[A run of records]
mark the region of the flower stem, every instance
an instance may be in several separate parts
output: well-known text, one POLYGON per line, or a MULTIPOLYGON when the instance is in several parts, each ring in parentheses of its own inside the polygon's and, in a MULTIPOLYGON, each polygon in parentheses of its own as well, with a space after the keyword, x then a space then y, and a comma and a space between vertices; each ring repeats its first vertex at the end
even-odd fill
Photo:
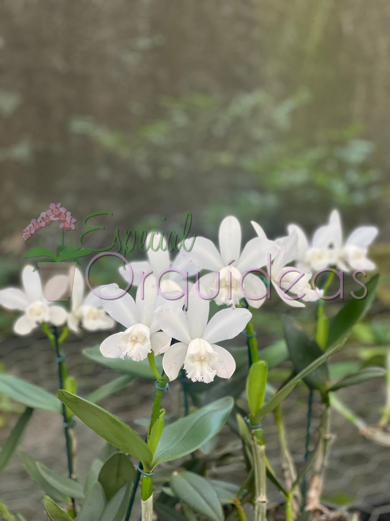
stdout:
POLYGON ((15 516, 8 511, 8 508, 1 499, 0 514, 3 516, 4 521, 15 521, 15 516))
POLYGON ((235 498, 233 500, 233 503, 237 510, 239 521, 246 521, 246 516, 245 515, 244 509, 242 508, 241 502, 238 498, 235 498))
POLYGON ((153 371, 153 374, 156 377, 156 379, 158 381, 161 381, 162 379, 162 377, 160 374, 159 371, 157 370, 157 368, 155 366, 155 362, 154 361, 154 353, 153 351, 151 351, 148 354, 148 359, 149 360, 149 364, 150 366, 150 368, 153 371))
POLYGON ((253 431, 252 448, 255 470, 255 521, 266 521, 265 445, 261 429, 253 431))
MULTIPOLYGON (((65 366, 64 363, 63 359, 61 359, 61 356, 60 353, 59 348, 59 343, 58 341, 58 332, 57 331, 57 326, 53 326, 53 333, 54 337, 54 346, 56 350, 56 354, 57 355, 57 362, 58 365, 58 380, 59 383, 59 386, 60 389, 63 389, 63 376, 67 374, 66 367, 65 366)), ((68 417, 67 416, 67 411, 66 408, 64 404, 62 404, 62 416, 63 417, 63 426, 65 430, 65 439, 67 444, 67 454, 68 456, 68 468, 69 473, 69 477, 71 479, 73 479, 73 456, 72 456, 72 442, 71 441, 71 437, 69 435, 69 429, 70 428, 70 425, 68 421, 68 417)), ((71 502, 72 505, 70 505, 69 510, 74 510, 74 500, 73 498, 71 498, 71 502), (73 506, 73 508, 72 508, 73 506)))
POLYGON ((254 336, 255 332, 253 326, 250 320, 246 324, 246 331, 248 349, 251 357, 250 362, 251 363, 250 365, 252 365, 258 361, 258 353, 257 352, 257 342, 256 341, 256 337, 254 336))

• **What to do**:
Copy every one of the records above, substituting "plant stem" for "flower stem" and keeping everything else the same. Leave the pictures out.

• **Task response**:
mark the region of the plant stem, every instance
an instance may be in several separate parts
output: well-known text, one POLYGON per line, or a MULTIPOLYGON when the instance is in several parts, each ring in parentheses of its own inside the polygon's and, in a MULTIPOLYGON, each polygon in parentheses of its own as well, with a space after the keyword, x then a space then y, and a comma and a space between vertices; each ring repeats its first vertex at the end
even-odd fill
Photo:
stdout:
POLYGON ((15 516, 8 511, 8 508, 1 499, 0 514, 3 516, 4 521, 15 521, 15 516))
POLYGON ((235 498, 233 500, 233 503, 237 510, 239 521, 246 521, 246 516, 245 515, 244 509, 242 508, 241 502, 238 498, 235 498))
POLYGON ((153 371, 153 374, 156 377, 156 379, 158 381, 161 381, 162 379, 162 377, 160 374, 159 371, 157 370, 157 368, 155 366, 155 362, 154 361, 154 353, 153 351, 151 351, 148 354, 148 359, 149 360, 149 364, 150 366, 150 368, 153 371))
POLYGON ((253 431, 252 448, 255 470, 255 521, 266 521, 265 445, 261 429, 253 431))
MULTIPOLYGON (((65 366, 64 363, 63 359, 61 359, 61 356, 60 353, 59 348, 59 343, 58 341, 58 332, 57 331, 57 326, 53 326, 53 333, 54 337, 54 346, 56 350, 56 354, 57 355, 57 362, 58 365, 58 380, 59 383, 59 386, 60 389, 63 389, 63 376, 67 374, 66 367, 65 366)), ((68 417, 67 416, 67 411, 66 408, 64 404, 62 404, 62 416, 63 417, 63 426, 65 430, 65 439, 67 444, 67 454, 68 456, 68 468, 69 473, 69 477, 71 479, 73 479, 73 456, 72 456, 72 442, 71 441, 71 437, 69 435, 69 429, 70 428, 70 425, 68 421, 68 417)), ((71 502, 72 505, 70 505, 69 510, 74 510, 74 500, 73 498, 71 498, 71 502), (73 506, 73 508, 72 508, 73 506)))
POLYGON ((254 336, 255 332, 253 326, 250 320, 246 324, 246 331, 248 349, 251 357, 250 362, 251 363, 250 365, 252 365, 258 361, 258 353, 257 352, 257 342, 256 341, 256 337, 254 336))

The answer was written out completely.